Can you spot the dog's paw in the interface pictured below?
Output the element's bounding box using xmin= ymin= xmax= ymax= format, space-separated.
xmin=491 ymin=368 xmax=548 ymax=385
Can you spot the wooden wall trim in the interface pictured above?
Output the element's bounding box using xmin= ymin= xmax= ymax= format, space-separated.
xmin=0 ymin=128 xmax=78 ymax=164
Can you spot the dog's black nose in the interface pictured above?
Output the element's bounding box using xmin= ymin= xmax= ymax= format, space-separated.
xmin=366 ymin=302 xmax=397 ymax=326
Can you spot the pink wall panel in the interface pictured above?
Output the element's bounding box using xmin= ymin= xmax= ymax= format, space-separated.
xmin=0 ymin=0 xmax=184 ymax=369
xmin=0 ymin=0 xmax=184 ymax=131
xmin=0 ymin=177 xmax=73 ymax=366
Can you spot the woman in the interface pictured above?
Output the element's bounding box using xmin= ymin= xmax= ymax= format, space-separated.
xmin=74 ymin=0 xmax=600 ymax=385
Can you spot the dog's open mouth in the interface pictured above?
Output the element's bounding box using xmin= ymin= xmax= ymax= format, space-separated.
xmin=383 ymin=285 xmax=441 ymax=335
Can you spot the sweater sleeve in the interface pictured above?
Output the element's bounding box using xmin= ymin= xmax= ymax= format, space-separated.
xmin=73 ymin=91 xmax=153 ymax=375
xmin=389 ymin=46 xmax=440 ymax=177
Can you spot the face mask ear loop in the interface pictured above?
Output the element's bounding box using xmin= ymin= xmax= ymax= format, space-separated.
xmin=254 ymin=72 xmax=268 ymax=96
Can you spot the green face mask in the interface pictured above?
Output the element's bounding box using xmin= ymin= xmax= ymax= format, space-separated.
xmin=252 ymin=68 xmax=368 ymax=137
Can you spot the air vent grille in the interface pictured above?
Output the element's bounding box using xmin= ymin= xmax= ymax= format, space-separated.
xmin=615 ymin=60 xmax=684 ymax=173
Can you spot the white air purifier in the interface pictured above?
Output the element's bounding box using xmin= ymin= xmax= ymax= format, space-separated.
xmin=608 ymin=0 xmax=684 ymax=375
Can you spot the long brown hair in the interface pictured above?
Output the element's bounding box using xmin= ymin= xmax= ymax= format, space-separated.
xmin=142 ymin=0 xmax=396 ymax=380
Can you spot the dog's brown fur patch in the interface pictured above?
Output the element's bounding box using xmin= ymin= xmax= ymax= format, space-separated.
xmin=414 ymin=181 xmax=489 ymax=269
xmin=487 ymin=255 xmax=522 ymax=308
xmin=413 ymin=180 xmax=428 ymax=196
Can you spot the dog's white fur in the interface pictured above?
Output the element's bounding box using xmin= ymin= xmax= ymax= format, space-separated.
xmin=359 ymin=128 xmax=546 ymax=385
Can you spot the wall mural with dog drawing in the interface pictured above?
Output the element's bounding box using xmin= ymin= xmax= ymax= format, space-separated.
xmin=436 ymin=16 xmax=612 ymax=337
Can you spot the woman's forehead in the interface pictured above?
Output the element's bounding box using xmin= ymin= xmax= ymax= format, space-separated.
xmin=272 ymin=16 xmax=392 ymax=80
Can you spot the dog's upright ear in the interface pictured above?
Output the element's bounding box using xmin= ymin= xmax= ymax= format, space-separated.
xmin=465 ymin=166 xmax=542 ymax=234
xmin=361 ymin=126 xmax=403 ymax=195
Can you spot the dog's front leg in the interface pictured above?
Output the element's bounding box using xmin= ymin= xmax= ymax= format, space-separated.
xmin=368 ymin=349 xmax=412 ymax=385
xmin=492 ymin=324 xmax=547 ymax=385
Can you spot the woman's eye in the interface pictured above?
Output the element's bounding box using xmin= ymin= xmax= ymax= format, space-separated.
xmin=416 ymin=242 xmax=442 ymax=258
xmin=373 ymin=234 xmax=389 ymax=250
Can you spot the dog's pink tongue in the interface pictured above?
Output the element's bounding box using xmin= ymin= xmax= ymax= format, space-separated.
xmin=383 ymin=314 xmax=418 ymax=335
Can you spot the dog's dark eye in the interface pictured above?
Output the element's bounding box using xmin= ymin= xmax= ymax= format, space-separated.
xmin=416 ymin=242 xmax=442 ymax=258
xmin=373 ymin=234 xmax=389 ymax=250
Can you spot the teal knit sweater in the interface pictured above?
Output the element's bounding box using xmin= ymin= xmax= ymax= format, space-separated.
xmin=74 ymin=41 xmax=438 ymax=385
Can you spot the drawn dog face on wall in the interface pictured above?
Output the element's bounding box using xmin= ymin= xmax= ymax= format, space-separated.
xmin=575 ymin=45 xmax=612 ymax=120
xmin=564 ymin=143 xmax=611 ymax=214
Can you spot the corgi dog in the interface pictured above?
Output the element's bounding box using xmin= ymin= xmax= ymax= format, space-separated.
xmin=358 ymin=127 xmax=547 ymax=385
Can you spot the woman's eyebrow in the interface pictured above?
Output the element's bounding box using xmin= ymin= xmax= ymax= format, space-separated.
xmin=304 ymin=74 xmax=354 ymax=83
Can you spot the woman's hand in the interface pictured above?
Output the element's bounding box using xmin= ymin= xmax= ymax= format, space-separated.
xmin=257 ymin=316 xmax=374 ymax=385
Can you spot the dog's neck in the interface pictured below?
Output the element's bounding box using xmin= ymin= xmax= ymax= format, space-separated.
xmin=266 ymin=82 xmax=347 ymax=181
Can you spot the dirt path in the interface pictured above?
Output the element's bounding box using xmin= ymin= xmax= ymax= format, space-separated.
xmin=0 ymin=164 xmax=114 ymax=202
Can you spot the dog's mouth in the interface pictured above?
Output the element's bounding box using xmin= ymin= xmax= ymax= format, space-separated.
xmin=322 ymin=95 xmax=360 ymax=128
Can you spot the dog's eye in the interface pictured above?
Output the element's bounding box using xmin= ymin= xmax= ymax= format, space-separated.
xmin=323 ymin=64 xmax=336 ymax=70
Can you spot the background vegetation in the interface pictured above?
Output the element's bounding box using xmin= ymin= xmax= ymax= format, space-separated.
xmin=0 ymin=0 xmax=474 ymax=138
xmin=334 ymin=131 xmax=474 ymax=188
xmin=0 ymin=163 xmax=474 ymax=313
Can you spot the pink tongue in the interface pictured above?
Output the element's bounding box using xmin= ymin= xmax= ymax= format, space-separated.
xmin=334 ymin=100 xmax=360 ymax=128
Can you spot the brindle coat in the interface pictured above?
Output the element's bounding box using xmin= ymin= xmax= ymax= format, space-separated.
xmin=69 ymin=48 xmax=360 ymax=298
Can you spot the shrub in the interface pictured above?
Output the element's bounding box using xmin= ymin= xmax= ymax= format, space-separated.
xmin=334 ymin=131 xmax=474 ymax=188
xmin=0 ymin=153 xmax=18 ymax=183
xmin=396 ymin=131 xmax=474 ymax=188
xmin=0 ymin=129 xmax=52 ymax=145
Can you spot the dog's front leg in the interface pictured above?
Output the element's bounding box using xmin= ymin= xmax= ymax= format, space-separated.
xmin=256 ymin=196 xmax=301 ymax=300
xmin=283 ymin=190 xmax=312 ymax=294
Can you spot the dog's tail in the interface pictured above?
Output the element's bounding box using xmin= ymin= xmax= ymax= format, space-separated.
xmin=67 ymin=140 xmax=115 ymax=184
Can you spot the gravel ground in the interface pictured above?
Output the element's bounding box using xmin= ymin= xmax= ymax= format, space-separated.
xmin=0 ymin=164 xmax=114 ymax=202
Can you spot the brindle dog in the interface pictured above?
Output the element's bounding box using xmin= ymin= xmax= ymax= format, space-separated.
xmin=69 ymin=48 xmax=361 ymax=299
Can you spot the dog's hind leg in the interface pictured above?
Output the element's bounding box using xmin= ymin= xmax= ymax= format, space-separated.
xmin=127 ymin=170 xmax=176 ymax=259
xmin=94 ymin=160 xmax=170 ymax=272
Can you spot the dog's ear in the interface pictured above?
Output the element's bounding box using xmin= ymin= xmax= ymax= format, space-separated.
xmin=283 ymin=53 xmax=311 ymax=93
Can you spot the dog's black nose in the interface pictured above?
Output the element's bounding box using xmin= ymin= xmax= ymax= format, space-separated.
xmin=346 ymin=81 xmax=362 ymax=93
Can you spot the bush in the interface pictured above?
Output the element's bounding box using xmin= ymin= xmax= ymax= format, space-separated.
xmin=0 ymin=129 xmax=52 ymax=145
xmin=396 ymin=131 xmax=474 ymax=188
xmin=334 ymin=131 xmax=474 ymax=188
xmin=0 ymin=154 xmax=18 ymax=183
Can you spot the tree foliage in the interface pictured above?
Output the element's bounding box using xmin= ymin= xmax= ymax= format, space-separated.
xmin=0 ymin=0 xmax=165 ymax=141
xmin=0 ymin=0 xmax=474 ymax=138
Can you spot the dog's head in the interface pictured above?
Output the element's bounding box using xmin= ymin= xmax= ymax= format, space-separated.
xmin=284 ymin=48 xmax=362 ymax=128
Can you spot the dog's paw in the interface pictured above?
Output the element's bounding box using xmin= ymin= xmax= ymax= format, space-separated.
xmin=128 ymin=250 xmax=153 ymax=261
● ● ● ● ● ● ●
Description of the task
Please rescale everything from the first line above down to the line containing "xmin=383 ymin=285 xmax=441 ymax=335", both included, by writing all of those lines out again. Multiply every bounding box coordinate by 2.45 and round it to a whole number, with halves going up; copy the other lines unchanged.

Expected output
Can you spot the dog's paw in the interface pictured below?
Output the element's bounding box using xmin= ymin= xmax= ymax= format, space-separated.
xmin=1203 ymin=902 xmax=1343 ymax=943
Can you spot the wooden wall trim in the interface pictured above?
Output the element's bounding box using xmin= ymin= xmax= ymax= format, space-separated.
xmin=0 ymin=314 xmax=191 ymax=402
Can you spot the dog's black nose in the interface pictured above?
Output the element's bounding box using xmin= ymin= xmax= ymax= format, space-separated.
xmin=897 ymin=740 xmax=973 ymax=799
Can you spot the pink wall panel in the interface pictured above?
Output the element's bounding box using xmin= ymin= xmax= ymax= format, space-separated.
xmin=0 ymin=0 xmax=451 ymax=904
xmin=0 ymin=0 xmax=451 ymax=321
xmin=0 ymin=434 xmax=179 ymax=897
Can you spot the woman in the interface pictured above?
Output the element's bounding box using xmin= ymin= xmax= ymax= format, space-separated.
xmin=181 ymin=0 xmax=1470 ymax=943
Can you spot the dog's open mouth in the interface pictured above?
Output the element's bounding box using xmin= ymin= xmax= ymax= format, space-separated.
xmin=938 ymin=698 xmax=1080 ymax=821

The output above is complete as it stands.